→ TEXT PASSAGE
= = = = =

If you’re not a political person, you’re probably thinking “Whoa, you’ve gone off the deep end. This is just entertainment we’re talking about. Movies, TV, and videogames. We’re not talking about the news, or matters of public record. Surely this isn’t important stuff, get a grip.” But games do get censored, or pulled from the marketplace, and this can effect people who already own them, if they give up control of the copy that they purchased to DRM. Moreover, wherever DRM technologies make inroads, it tends to result in their becoming more accepted and likely to be used elsewhere. If we accept DRM for television, movies, and games, the technologies are then already in place, and may be used by hard news and official government content providers. Even if they were only used for entertainment, this is our culture — do we really want it to be completely controlled by corporate copyright holders?
Microsoft’s XBox One distribution offers to replace ownership of a physical copy with something worse. It might beat rentals, but it sucks compared to buying. It’s not the digital distribution and decoupling from physical media, it’s the DRM and the licensing vs. owning a copy.
There are pros and cons to decoupling software from physical media, but on the whole I am fine with owning my copy of a computer file, vs. owning a disc or ROM cartridge that came in a box. But de-coupling need not be accompanied by artificial limitations of use imposed by DRM and the need to authenticate a license to a copyrighted work. A license-to-access model is inferior to a model of owning a copy.

= = = = =

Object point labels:
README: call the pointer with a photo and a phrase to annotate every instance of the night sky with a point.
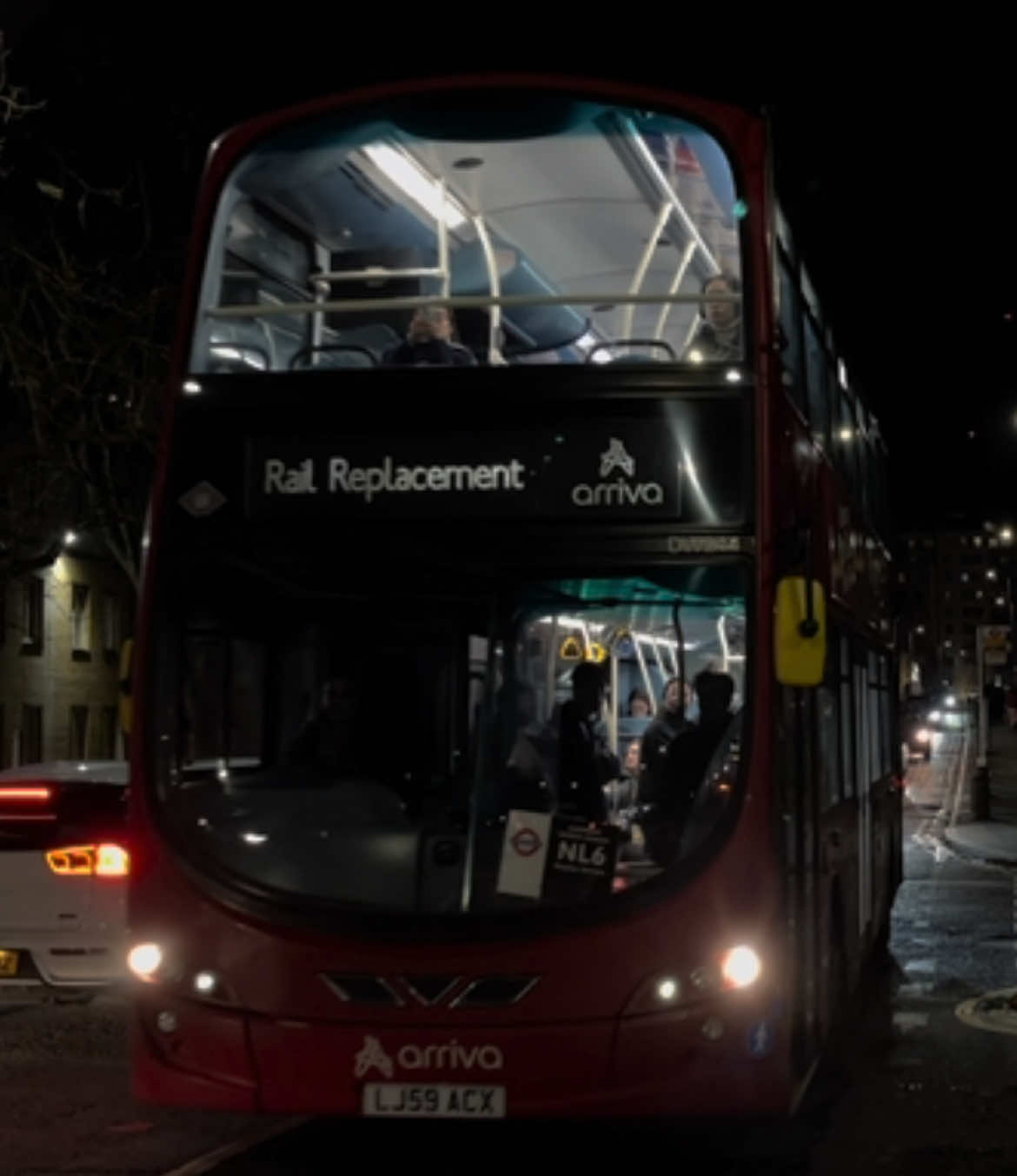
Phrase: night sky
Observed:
(893, 163)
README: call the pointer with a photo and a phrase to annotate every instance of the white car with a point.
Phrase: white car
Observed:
(63, 867)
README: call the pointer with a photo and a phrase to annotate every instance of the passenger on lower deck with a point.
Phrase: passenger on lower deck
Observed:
(684, 766)
(586, 762)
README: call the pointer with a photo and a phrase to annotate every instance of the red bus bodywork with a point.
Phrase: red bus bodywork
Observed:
(583, 1041)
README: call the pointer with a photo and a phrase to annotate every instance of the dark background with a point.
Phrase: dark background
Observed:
(891, 152)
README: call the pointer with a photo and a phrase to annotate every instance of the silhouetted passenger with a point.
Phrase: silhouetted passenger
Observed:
(586, 762)
(686, 763)
(430, 342)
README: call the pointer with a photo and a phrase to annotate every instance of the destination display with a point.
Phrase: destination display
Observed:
(689, 466)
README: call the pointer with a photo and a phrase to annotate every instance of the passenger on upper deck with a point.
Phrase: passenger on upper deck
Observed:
(639, 705)
(429, 342)
(720, 333)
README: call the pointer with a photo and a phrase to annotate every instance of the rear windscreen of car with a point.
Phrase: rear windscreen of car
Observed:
(70, 814)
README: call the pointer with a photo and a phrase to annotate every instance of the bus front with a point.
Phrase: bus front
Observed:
(450, 789)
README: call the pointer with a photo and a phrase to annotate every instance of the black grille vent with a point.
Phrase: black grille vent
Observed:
(494, 990)
(362, 989)
(430, 989)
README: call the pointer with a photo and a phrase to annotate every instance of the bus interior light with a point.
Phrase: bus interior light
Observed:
(409, 176)
(741, 967)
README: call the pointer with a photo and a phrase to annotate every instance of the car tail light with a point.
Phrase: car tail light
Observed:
(26, 802)
(105, 860)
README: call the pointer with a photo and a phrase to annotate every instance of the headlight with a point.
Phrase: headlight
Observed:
(741, 967)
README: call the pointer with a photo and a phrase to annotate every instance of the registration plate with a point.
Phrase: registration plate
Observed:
(404, 1101)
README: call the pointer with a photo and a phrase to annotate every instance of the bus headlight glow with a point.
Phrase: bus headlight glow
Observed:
(741, 967)
(668, 989)
(145, 960)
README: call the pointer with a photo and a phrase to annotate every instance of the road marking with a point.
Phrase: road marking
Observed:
(907, 1021)
(994, 1012)
(920, 966)
(1014, 910)
(247, 1141)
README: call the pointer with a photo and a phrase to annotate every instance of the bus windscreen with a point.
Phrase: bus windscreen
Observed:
(480, 236)
(454, 747)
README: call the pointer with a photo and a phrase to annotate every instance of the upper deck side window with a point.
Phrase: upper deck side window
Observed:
(461, 237)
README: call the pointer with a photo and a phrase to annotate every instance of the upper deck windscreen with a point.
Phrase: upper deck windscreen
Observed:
(504, 230)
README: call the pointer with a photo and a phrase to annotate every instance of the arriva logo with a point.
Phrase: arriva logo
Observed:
(450, 1056)
(617, 493)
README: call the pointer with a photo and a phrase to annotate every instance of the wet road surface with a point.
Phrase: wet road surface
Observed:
(915, 1092)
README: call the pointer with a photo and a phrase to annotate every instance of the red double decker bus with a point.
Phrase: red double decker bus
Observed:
(514, 699)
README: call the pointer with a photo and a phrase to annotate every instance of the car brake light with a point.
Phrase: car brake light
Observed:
(25, 793)
(112, 861)
(106, 860)
(26, 802)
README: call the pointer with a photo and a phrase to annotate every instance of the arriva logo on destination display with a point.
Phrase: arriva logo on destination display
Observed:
(450, 1056)
(619, 492)
(389, 477)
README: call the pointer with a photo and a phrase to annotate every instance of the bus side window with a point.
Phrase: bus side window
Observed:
(791, 327)
(847, 721)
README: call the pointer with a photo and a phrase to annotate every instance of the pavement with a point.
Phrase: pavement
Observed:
(996, 839)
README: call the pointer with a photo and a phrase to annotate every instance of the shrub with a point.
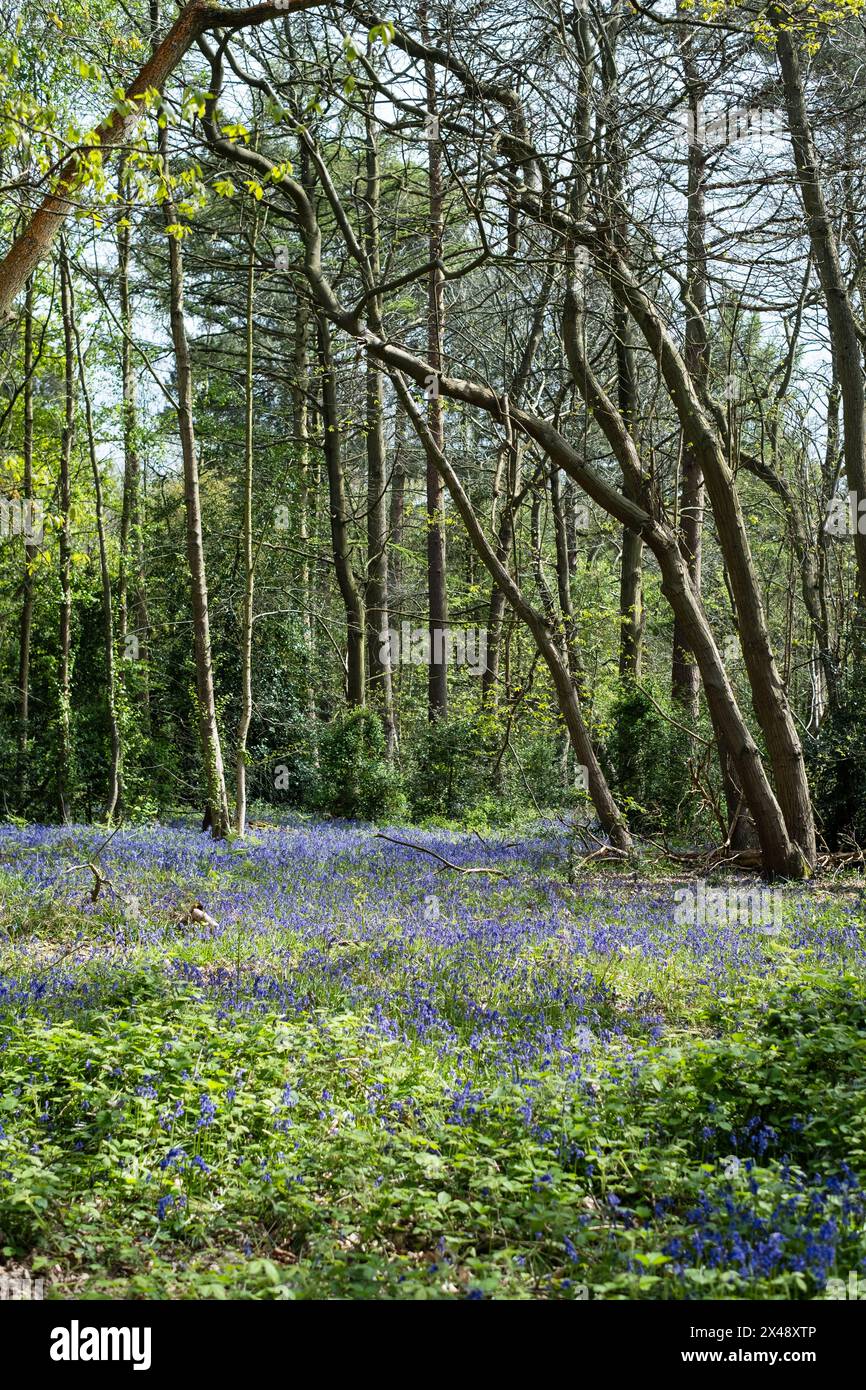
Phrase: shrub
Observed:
(355, 774)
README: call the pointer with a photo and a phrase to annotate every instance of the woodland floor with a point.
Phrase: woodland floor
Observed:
(374, 1076)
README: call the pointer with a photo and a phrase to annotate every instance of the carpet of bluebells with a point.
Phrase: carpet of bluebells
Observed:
(369, 1075)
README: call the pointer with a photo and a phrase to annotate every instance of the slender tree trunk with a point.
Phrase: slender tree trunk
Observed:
(346, 578)
(116, 763)
(300, 417)
(685, 679)
(378, 651)
(131, 576)
(29, 558)
(610, 816)
(847, 352)
(505, 537)
(631, 560)
(216, 813)
(246, 549)
(435, 419)
(64, 756)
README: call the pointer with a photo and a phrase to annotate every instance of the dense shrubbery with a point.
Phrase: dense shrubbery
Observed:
(371, 1079)
(355, 777)
(648, 758)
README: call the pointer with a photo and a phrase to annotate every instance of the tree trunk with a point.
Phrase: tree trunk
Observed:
(610, 816)
(435, 327)
(66, 542)
(246, 549)
(847, 353)
(116, 763)
(346, 578)
(209, 733)
(378, 651)
(29, 559)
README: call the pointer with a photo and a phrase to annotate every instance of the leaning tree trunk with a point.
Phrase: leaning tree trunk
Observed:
(609, 813)
(64, 754)
(844, 330)
(249, 562)
(437, 591)
(378, 651)
(29, 558)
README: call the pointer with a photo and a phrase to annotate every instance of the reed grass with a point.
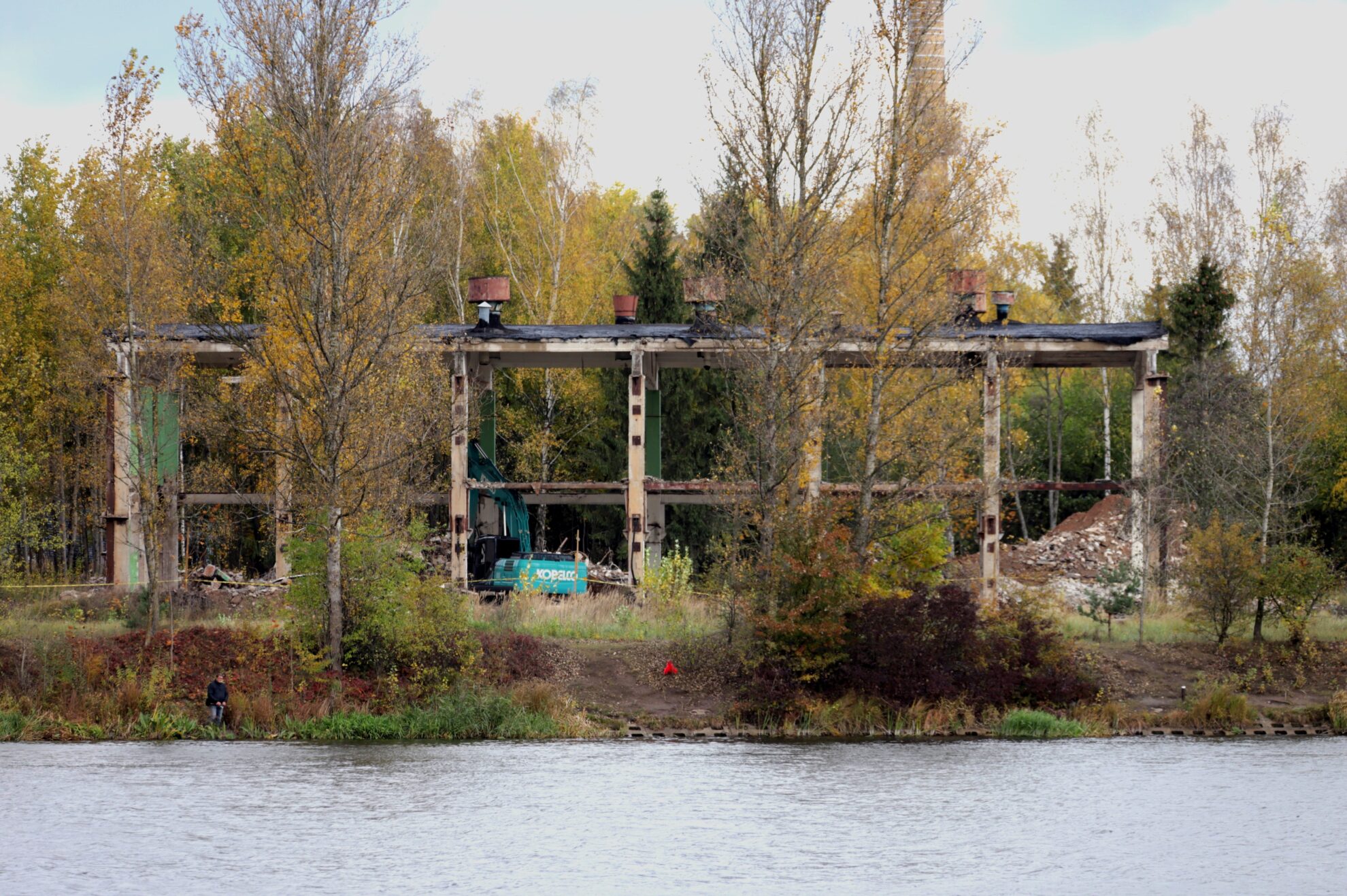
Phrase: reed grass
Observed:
(1036, 724)
(464, 714)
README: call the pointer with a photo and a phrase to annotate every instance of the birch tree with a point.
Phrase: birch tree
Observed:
(786, 114)
(1102, 240)
(929, 199)
(312, 107)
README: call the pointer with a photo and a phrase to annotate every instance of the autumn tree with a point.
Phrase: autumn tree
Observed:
(1285, 327)
(1195, 213)
(930, 197)
(786, 114)
(561, 240)
(310, 107)
(1102, 240)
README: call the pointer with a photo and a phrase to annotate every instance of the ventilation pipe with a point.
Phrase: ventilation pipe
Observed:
(969, 294)
(624, 309)
(490, 291)
(705, 295)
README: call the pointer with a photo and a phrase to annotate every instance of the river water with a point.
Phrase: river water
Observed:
(1066, 817)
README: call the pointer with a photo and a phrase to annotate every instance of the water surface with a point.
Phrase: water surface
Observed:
(1079, 817)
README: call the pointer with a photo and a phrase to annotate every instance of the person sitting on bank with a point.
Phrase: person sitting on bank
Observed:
(216, 698)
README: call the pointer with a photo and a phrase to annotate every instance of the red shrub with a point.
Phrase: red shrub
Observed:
(515, 658)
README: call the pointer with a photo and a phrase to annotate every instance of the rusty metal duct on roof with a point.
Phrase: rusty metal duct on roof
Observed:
(624, 309)
(969, 293)
(493, 291)
(705, 294)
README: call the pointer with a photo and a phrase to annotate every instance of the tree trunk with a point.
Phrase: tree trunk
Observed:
(1010, 444)
(335, 607)
(872, 463)
(1269, 489)
(1108, 426)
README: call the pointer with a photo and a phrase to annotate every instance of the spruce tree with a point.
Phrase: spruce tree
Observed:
(1198, 310)
(654, 274)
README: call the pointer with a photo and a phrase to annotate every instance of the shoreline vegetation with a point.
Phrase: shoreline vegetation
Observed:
(93, 680)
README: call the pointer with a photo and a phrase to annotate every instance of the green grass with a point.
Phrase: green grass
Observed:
(1028, 723)
(1171, 627)
(464, 714)
(593, 618)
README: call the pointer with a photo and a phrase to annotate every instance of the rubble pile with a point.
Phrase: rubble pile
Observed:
(213, 586)
(1079, 548)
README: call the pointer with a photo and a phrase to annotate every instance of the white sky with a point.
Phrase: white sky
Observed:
(1040, 67)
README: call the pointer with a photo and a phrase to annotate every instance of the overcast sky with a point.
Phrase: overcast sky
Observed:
(1040, 67)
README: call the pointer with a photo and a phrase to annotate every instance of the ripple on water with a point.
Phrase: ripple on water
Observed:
(1132, 816)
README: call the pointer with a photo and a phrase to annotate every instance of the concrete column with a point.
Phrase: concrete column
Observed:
(118, 514)
(991, 523)
(654, 420)
(485, 382)
(1148, 388)
(459, 469)
(636, 468)
(814, 446)
(282, 512)
(656, 529)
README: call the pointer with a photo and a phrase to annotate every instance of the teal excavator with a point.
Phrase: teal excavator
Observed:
(507, 561)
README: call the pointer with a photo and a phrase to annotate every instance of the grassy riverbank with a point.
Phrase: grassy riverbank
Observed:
(523, 713)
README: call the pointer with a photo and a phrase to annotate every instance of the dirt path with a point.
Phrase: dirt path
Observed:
(624, 680)
(1150, 676)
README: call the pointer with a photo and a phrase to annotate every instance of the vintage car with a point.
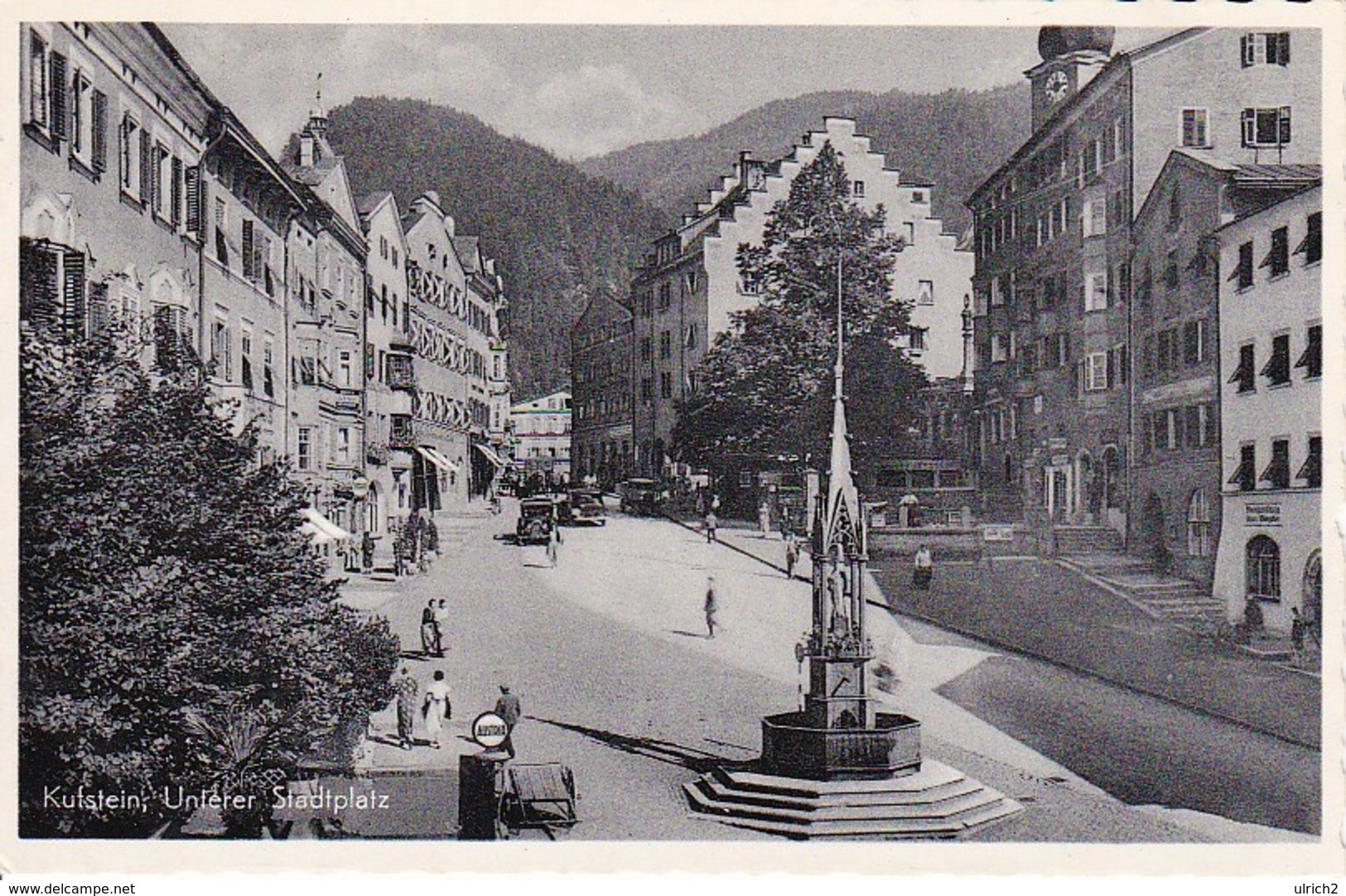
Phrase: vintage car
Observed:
(639, 497)
(536, 517)
(586, 506)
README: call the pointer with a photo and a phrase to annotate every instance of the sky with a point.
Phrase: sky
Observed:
(585, 90)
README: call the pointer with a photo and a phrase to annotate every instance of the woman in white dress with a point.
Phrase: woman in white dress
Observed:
(437, 708)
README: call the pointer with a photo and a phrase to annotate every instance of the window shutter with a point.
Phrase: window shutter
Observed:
(60, 97)
(249, 250)
(73, 295)
(194, 194)
(38, 282)
(99, 125)
(147, 174)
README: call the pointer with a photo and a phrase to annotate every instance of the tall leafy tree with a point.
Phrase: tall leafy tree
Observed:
(766, 383)
(176, 627)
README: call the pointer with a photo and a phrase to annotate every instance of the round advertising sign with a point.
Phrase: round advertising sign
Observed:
(489, 730)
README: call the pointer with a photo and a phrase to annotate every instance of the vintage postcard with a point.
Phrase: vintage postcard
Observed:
(725, 437)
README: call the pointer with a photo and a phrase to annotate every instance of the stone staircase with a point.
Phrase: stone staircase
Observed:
(1159, 596)
(1087, 540)
(934, 802)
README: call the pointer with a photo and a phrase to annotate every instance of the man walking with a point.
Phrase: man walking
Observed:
(712, 605)
(407, 689)
(509, 709)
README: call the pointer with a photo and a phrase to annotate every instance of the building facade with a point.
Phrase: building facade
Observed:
(327, 254)
(389, 373)
(688, 287)
(1053, 284)
(1175, 325)
(543, 436)
(1271, 365)
(113, 129)
(601, 373)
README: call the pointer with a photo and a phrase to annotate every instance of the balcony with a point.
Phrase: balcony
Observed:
(402, 432)
(400, 372)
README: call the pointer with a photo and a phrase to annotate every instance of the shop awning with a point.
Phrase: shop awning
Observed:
(437, 459)
(321, 529)
(491, 456)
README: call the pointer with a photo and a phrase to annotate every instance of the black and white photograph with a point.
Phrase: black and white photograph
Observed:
(731, 432)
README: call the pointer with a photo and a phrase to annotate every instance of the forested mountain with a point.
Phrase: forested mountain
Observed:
(952, 139)
(556, 233)
(560, 232)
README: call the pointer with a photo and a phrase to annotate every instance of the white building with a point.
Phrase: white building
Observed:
(1271, 358)
(543, 435)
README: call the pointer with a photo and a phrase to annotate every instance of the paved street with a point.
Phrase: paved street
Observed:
(609, 656)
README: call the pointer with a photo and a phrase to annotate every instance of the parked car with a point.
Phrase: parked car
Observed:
(639, 497)
(587, 508)
(536, 517)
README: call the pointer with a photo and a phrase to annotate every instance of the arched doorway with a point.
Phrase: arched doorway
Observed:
(1313, 594)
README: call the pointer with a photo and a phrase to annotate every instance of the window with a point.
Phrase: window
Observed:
(1313, 470)
(220, 350)
(1244, 272)
(1313, 358)
(268, 366)
(1195, 132)
(1266, 49)
(1279, 256)
(344, 370)
(1244, 374)
(1245, 475)
(1096, 372)
(1266, 127)
(1094, 217)
(1313, 243)
(1277, 471)
(1199, 525)
(1277, 366)
(306, 448)
(1096, 291)
(245, 359)
(1262, 557)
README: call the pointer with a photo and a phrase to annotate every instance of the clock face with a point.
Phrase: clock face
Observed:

= = = = =

→ THE TASKS
**1)** Locate each line of the listing that contains the word "birch" and copy those lines. Treat case as significant.
**2)** Carry on the piece about DRM and owning a copy from the point where it stops.

→ WRITTEN RESPONSES
**1)**
README: call the pointer with a photo and a phrase to annotate every instance of the birch tree with a point.
Phrase: birch tree

**2)**
Learning from history
I have, in my personal game collection, consoles from Atari, Mattel, Coleco, Nintendo, Sega, Sony, and Microsoft. The oldest of these systems were built in the 1970’s. They are still fully playable, barring hardware failure.
Even back then, there were very early attempts at online play and distribution of games. They were ahead of their time, but from the earliest days the game industry tried to figure out ways to get people to subscribe to a service that would allow them to sell games directly to customers, replacing traditional retail distribution with digital download over a modem connection.
These services are long gone. Any games that were distributed exclusively via these means are exceedingly rare. If they exist at all, it’s only because someone who downloaded the game never erased it from their media (typically an audio cassette tape, or possibly a floppy disk), and because the game didn’t depend on the online service in order to run. This last bit is absolutely crucial. If these games could not be played if they depended on the continued existence of servers which were closed down by the vendor when they were no longer profitable, these games could not be played today.
“Well, who cares? Who cares about these old games?”
It turns out, a lot of people. Everyone who owns them, and would like to continue to be able to enjoy them. Anyone who wants to introduce their favorite games from their childhood to youngsters today. Collectors. Historians. Game designers.
“But popular games get re-packaged and re-sold with each generation!”
I suppose they do. Nothing wrong with that. It’s a good thing.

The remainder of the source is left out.